Supplied material:
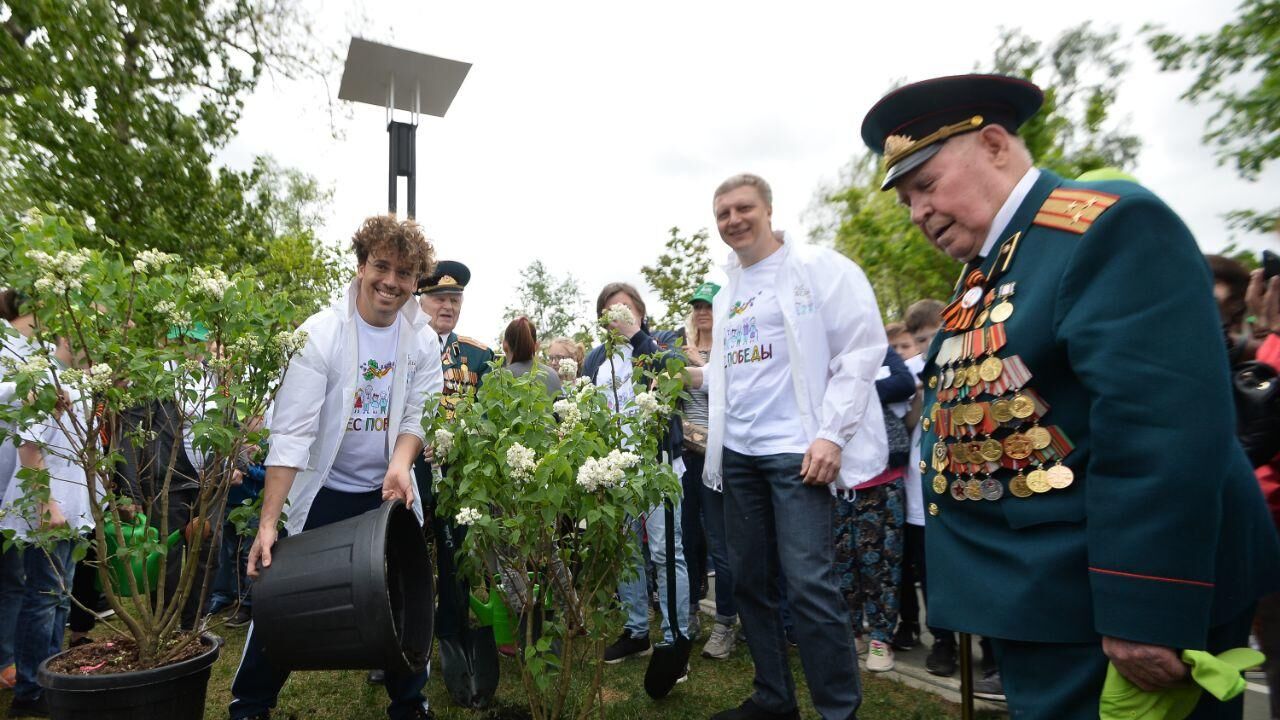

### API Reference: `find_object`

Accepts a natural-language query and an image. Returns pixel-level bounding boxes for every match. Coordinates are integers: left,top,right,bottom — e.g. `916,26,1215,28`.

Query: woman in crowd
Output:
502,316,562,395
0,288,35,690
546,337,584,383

Work task:
Set down the material above exactly. Skip any picture.

Response:
### API Reference: `find_object`

Accepts a natural-language query and an image. Returns pixel-level bounding boxes for every match. Coordinates are integers: left,top,right,bottom — e.g. `916,26,1215,28`.

Query: woman in crowd
Output:
502,316,562,395
0,288,35,690
546,337,584,383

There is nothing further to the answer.